**Sayfa alıntısı:**
■ ■ ■ ■

Ben böyle doğdum, gözümü açtım ki, benim gibi milyarlarca "Ben" var. Sosyal toplum olarak bir araya gelmek zorunda olduğumuzu anladım.
 
Rabbimiz bize de "İsteyerek ya da istemeyerek bir araya gelin" buyurdu.
 
İsteyerek bir araya gelenler sevgiyi, barışı, uyumu, paylaşmayı, birlenmeyi, olumluluk ve ılımlılığı, alçak gönüllülüğü ve hoşgörüyü:
 
Ve istemeden bir araya gelenler Nefreti, kini, öfke ve savaşı, saldırganlığı, uyumsuzluğu, kendi çıkarlarını ayrılığı, bölünmeyi ve bölmeyi, muhalefeti, agresifliği, kibiri ve horgörüyü ürettiler.
 
Bu ayrılık ilk iki kardeşten bile çıktı: Adem'in oğlu Habil adı üzerinde "Sevgili Kardeş" idi. Hoşgörülüydü. Diğeri Kaabil ise adı üzerinde "Kalleş kardeşti" horgörülüydü, horror peşindeydi. Kardeşlik ve kalleşlik!... "İstemeyerek bir araya gelmenin" sonucuydu. Aynı ata-anadan aynı ailede yer alıyorlardı çünkü...
 
Ali İmran 102: "Ey inananlar, Allah'tan korkarak sadece MÜSLİM (Barışçılar) olarak son nefesinizi verin." buyuruyor,
 
Müslüman olarak ölmek "Ortak paydadır"
Yani "İsteyerek veya istemeyerek bir araya gelenlerin" ortak paydasıdır bu, çünkü MÜSLÜMANIZ! Ama ben Hanif'im, sen Hadisçisin, o (Gonca Kuriş'i işkenceyle öldüren) Hizbullahçı, Edip Yüksel Kur'an'ın iki ayetini inkar ederek, o iki ayetteki peygamber yerine kendini koymuş durumda ve Müslüman... Onun havarisi Barış da "Allah ve melekleri şahidimdir sen bir yalancısın" diyecek kadar Müslüman. Müslümanlığın bir Yezidi Mezhebi var, "Namazlarında Hz. Ali ve çocuklarına küfür" etmek zorundalar. Müslümanlığın bir Dürzi'lik mezhebi var: "Allah yanında şeytan'a yani ikisine tapıyorlar.

■ ■ ■ ■

(İşaretleme ve etiketleme girdileri)
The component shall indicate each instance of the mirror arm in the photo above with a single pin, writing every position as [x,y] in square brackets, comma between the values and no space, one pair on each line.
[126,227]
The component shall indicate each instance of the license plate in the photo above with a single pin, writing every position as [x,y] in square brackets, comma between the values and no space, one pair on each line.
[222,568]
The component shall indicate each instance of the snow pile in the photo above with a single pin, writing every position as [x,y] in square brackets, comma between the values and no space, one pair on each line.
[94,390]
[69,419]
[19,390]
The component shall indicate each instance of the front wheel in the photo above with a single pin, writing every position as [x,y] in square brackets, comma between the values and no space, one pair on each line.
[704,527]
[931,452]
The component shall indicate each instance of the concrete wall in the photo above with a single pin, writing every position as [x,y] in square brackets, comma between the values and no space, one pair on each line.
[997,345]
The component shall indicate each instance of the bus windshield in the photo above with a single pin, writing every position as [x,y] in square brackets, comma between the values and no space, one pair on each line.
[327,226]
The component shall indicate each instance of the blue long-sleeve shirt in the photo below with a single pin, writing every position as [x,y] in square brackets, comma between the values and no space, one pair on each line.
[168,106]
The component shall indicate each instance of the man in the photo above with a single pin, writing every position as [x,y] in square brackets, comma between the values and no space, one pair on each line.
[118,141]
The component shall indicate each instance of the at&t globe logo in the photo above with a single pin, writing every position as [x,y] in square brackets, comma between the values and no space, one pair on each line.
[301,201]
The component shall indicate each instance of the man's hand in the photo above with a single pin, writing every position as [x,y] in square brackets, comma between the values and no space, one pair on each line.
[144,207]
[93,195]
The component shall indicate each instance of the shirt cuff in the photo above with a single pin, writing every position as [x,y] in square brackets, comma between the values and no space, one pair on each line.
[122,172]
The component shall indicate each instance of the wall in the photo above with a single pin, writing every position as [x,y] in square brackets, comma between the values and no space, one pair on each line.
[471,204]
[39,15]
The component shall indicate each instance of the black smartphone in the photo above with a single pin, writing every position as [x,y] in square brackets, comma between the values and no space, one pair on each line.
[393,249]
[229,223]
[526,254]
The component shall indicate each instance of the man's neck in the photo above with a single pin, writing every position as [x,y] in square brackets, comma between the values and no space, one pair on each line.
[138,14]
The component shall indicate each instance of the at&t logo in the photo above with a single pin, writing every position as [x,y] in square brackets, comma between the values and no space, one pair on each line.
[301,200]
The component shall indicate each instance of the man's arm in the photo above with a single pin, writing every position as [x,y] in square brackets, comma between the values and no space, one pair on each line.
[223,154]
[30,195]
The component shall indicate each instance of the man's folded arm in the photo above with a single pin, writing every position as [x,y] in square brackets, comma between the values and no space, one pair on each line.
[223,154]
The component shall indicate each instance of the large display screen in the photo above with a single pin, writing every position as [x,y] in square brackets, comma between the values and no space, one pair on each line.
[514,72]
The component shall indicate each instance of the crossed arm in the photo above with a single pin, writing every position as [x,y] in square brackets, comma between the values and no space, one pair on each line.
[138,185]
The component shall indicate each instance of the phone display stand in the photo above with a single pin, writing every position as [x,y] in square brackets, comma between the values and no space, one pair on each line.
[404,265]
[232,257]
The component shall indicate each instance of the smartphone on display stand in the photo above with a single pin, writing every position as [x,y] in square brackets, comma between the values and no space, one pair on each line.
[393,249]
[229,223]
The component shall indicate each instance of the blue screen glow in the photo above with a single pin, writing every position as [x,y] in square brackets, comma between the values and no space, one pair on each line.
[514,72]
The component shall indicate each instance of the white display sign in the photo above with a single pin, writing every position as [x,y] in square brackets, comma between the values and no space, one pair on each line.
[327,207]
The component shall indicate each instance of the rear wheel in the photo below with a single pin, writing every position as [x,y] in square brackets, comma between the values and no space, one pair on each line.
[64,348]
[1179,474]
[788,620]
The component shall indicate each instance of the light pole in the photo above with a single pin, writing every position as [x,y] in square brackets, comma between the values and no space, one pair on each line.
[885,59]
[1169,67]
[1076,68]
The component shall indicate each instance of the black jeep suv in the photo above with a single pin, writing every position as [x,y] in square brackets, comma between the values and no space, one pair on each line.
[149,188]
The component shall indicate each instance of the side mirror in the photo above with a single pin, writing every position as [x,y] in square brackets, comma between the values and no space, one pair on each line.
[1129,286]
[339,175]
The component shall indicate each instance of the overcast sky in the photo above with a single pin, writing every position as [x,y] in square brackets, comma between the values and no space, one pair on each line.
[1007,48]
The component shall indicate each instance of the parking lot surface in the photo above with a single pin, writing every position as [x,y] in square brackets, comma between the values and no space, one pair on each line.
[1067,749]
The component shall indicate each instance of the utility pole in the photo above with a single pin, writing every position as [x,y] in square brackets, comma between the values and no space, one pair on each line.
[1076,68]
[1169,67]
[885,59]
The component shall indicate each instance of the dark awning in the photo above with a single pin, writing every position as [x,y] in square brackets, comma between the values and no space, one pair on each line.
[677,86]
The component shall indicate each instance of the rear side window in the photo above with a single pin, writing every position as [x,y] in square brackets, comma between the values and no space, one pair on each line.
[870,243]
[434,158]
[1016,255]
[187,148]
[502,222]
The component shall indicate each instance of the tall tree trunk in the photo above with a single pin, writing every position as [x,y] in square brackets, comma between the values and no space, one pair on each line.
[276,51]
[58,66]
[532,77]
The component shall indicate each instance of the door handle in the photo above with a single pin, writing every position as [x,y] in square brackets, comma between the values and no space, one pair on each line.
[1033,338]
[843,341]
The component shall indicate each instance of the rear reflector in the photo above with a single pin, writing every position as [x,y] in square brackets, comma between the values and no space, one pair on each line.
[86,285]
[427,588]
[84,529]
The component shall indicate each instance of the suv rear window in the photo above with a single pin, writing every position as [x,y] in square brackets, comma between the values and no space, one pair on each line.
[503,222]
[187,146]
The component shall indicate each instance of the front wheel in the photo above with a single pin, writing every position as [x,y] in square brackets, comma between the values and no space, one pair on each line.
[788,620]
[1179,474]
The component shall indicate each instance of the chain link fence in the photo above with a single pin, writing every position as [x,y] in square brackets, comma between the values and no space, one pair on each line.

■ ■ ■ ■

Sayfa alıntısına göre Habil adı ne anlama geliyor?

**Görevin cevabı:**
"Sevgili Kardeş" anlamına geliyor.